◆ The request:
Print each line exactly as it is given.

begin

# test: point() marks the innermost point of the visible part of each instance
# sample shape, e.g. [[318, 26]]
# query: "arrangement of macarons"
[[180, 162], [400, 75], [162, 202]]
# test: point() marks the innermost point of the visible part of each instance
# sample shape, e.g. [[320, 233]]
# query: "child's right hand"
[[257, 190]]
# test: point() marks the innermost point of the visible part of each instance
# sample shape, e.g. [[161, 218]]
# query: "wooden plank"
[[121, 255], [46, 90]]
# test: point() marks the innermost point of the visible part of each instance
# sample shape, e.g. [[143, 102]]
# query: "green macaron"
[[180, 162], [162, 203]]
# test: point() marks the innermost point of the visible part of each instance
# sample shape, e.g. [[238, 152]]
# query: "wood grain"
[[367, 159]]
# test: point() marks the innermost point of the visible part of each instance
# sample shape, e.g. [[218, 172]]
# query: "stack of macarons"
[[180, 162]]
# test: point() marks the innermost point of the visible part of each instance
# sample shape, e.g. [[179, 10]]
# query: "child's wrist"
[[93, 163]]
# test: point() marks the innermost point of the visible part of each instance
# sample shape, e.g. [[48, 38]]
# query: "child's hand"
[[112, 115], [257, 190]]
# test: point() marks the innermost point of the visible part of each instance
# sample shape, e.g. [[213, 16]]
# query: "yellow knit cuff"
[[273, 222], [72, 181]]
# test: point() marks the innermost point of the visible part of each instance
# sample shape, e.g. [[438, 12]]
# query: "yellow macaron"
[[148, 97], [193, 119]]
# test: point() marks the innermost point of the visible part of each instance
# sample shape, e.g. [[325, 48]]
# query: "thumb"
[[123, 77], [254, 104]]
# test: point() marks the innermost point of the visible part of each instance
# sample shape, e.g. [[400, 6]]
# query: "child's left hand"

end

◆ Result:
# test: point() marks the innermost point of the visible part of each instance
# sample shape, e.g. [[318, 26]]
# query: "arrangement of macarons"
[[180, 162], [400, 75], [162, 202]]
# test: point() marks the innermost point of the visible part of each instance
# sample shape, e.g. [[320, 233]]
# query: "child's right hand"
[[257, 190]]
# test: point() marks the innermost point of the visible part of each instance
# sample shape, e.g. [[161, 218]]
# query: "wooden plank"
[[121, 255], [46, 90]]
# test: point() marks the innermost point of the visible part of each instance
# sample shape, e.g. [[143, 102]]
# query: "green macaron"
[[180, 162], [162, 203]]
# test: point() marks the innermost point of the visible part of each instance
# sample shape, e.g. [[238, 152]]
# query: "wood grain"
[[367, 159]]
# test: point() marks the innermost point of the visible part of each instance
# sample shape, e.g. [[218, 172]]
# query: "stack of macarons"
[[180, 162]]
# test: point() marks the innermost point of the visible part of each instance
# sample shape, e.g. [[179, 10]]
# query: "child's wrist"
[[93, 163]]
# test: point() marks the innermost point of the visible part of each instance
# sample shape, e.g. [[48, 38]]
# query: "child's hand"
[[112, 115], [257, 190]]
# test: point() marks the innermost point of the visible part of each instance
# sample shape, e.g. [[213, 16]]
# query: "yellow knit cuff"
[[273, 222], [72, 181]]
# test: point() marks the innermost point of the visible part of each instance
# sample shape, e.g. [[438, 12]]
# query: "yellow macaron"
[[148, 97], [193, 119]]
# test: point() marks the innermost point of the visible part of each instance
# sample shape, e.g. [[325, 48]]
# query: "thumb"
[[123, 77], [254, 104]]
# test: point() marks the innermost point of the visible part of each instance
# sample shape, e.g. [[400, 6]]
# query: "child's left hand"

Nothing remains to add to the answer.